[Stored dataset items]
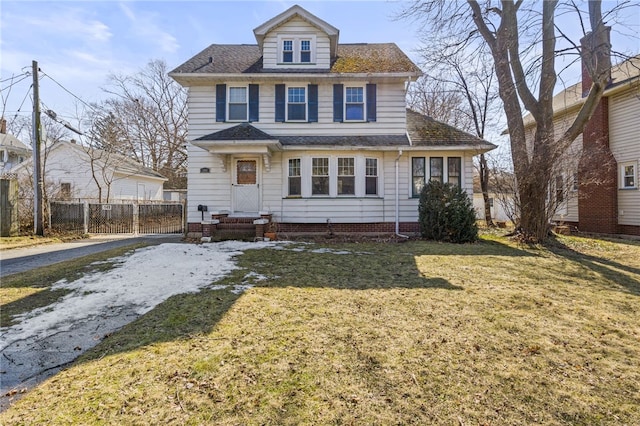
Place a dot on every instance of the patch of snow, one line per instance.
(139, 282)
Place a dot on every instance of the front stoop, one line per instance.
(223, 226)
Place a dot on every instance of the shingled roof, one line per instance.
(351, 58)
(244, 131)
(425, 131)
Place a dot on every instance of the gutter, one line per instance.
(398, 195)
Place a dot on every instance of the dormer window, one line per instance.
(287, 51)
(296, 50)
(305, 51)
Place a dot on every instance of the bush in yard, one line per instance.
(446, 214)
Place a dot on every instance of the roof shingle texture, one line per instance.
(425, 131)
(247, 59)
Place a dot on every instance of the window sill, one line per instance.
(296, 63)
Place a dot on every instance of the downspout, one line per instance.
(398, 195)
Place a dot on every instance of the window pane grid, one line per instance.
(435, 168)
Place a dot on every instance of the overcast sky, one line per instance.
(78, 43)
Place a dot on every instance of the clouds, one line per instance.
(144, 25)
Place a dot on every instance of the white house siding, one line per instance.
(214, 189)
(391, 113)
(296, 27)
(624, 139)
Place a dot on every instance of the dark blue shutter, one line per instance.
(280, 102)
(254, 96)
(371, 102)
(221, 102)
(313, 103)
(337, 102)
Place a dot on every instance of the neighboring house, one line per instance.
(12, 151)
(501, 199)
(74, 172)
(596, 187)
(313, 132)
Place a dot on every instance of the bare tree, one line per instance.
(150, 110)
(521, 38)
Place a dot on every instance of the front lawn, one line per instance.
(370, 333)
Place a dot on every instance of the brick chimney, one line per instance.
(597, 171)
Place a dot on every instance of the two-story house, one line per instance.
(313, 132)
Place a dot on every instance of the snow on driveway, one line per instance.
(102, 302)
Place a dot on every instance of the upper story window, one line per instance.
(305, 50)
(238, 105)
(354, 103)
(628, 175)
(296, 50)
(287, 51)
(296, 104)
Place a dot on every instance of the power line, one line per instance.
(68, 91)
(14, 83)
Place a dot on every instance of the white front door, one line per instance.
(246, 188)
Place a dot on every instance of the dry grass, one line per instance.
(412, 333)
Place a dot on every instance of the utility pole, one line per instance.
(38, 228)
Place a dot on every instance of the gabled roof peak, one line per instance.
(297, 11)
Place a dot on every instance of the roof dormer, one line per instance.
(297, 39)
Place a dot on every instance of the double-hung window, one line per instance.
(295, 177)
(346, 176)
(354, 103)
(435, 169)
(371, 176)
(418, 175)
(238, 104)
(320, 176)
(296, 104)
(628, 175)
(287, 50)
(454, 164)
(305, 51)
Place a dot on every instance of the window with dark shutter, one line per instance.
(337, 102)
(254, 102)
(313, 103)
(280, 102)
(371, 102)
(221, 102)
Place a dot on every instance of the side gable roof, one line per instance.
(247, 59)
(425, 131)
(296, 11)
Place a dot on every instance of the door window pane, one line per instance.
(320, 176)
(246, 172)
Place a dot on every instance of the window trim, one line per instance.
(305, 88)
(363, 103)
(338, 176)
(229, 103)
(623, 175)
(296, 53)
(367, 175)
(290, 176)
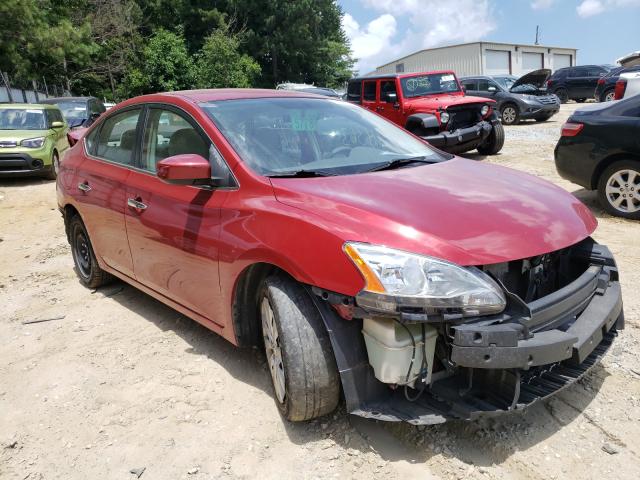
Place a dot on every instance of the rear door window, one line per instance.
(117, 138)
(369, 91)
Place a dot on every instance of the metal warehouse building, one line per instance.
(484, 58)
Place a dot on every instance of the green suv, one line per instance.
(33, 139)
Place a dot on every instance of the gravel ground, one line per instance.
(122, 383)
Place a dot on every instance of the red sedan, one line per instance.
(420, 285)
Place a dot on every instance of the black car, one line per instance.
(606, 85)
(78, 111)
(517, 98)
(576, 83)
(600, 150)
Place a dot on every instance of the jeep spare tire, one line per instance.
(494, 142)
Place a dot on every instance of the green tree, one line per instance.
(220, 64)
(165, 66)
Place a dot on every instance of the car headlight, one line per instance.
(396, 279)
(33, 142)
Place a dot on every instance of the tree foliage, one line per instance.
(121, 48)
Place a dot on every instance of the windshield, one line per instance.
(505, 82)
(71, 110)
(429, 84)
(285, 135)
(22, 119)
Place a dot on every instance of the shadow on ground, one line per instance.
(484, 442)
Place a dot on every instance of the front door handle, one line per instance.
(134, 203)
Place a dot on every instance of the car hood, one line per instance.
(431, 103)
(537, 78)
(459, 210)
(17, 135)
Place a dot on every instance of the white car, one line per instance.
(628, 85)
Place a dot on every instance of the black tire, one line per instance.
(311, 379)
(562, 94)
(494, 143)
(608, 95)
(630, 189)
(512, 114)
(87, 268)
(52, 173)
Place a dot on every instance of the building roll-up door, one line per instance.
(561, 60)
(531, 61)
(497, 62)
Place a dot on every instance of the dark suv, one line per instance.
(605, 89)
(576, 83)
(78, 111)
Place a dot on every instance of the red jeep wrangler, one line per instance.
(432, 105)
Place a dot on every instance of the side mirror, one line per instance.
(186, 169)
(391, 97)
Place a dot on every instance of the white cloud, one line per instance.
(589, 8)
(431, 23)
(368, 42)
(541, 4)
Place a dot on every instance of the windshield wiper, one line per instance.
(302, 174)
(399, 162)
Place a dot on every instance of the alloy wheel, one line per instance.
(273, 350)
(623, 189)
(509, 115)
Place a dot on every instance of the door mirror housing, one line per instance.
(186, 169)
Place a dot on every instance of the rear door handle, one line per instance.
(134, 203)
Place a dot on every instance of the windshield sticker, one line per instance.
(303, 121)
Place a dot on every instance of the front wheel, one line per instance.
(510, 115)
(494, 142)
(619, 189)
(299, 355)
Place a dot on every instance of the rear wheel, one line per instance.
(52, 174)
(510, 114)
(87, 268)
(619, 189)
(562, 94)
(299, 355)
(494, 142)
(608, 96)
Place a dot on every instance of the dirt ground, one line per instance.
(124, 383)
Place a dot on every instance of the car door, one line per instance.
(100, 192)
(173, 230)
(389, 104)
(369, 96)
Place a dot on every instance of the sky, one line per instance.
(383, 30)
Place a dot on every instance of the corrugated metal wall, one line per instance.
(463, 59)
(471, 59)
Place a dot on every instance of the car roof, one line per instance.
(211, 95)
(399, 75)
(25, 106)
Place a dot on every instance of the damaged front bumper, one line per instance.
(497, 364)
(469, 137)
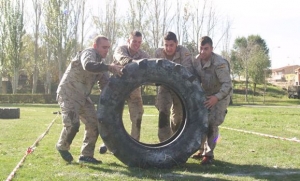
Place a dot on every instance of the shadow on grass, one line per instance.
(250, 171)
(195, 171)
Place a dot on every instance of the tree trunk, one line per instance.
(15, 81)
(1, 87)
(34, 79)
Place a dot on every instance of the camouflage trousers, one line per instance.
(168, 103)
(72, 110)
(136, 111)
(216, 117)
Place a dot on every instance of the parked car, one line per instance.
(294, 92)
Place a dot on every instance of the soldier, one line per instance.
(166, 98)
(122, 56)
(214, 75)
(73, 97)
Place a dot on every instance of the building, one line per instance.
(285, 76)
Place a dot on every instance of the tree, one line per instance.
(253, 53)
(107, 23)
(61, 18)
(3, 35)
(13, 15)
(37, 6)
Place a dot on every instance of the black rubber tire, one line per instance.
(9, 113)
(177, 149)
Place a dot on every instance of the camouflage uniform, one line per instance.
(167, 99)
(215, 79)
(73, 97)
(122, 56)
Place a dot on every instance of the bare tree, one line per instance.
(61, 18)
(13, 15)
(37, 7)
(107, 23)
(3, 35)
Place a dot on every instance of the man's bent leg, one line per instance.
(164, 103)
(91, 134)
(177, 113)
(136, 110)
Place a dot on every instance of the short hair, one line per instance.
(135, 33)
(206, 39)
(98, 39)
(170, 36)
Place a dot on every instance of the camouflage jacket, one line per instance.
(122, 55)
(182, 56)
(214, 76)
(81, 74)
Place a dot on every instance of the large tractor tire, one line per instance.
(179, 147)
(9, 113)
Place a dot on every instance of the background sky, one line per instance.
(276, 21)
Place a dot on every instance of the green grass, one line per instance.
(239, 156)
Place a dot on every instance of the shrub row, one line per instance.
(51, 98)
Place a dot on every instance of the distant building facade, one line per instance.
(287, 75)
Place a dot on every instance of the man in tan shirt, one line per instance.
(213, 72)
(123, 55)
(73, 97)
(167, 100)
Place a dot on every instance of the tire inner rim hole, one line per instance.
(149, 127)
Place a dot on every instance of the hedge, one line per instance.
(51, 98)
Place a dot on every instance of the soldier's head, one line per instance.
(101, 45)
(135, 41)
(170, 43)
(205, 48)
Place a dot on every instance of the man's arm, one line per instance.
(186, 59)
(122, 56)
(223, 75)
(91, 62)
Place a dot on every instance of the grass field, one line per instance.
(239, 155)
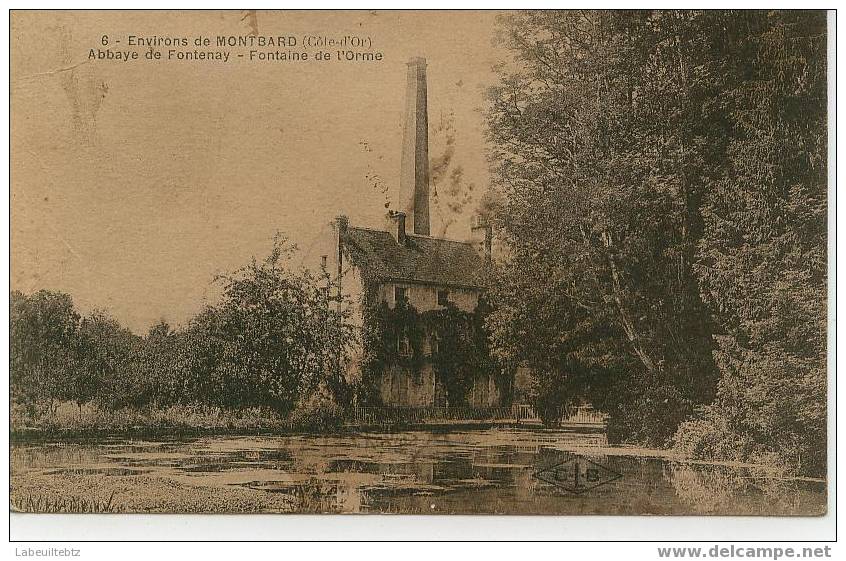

[Stated problem]
Render everything from the line that contains "Place a dot on every instance of the soldier's" down to the last of the rows as a JSON list of strings, one string per line, with blank lines dropped. Leave the pictures out of it.

[Exercise output]
[
  "Place a dot on every instance of the soldier's head, one line per instance.",
  "(101, 45)",
  "(135, 41)",
  "(170, 43)",
  "(205, 48)",
  "Place a dot on every instance of the man's arm, one line per instance.",
  "(186, 59)",
  "(122, 56)",
  "(223, 75)",
  "(91, 62)",
  "Place a dot on every instance of the grass field, one line per instance.",
  "(239, 155)"
]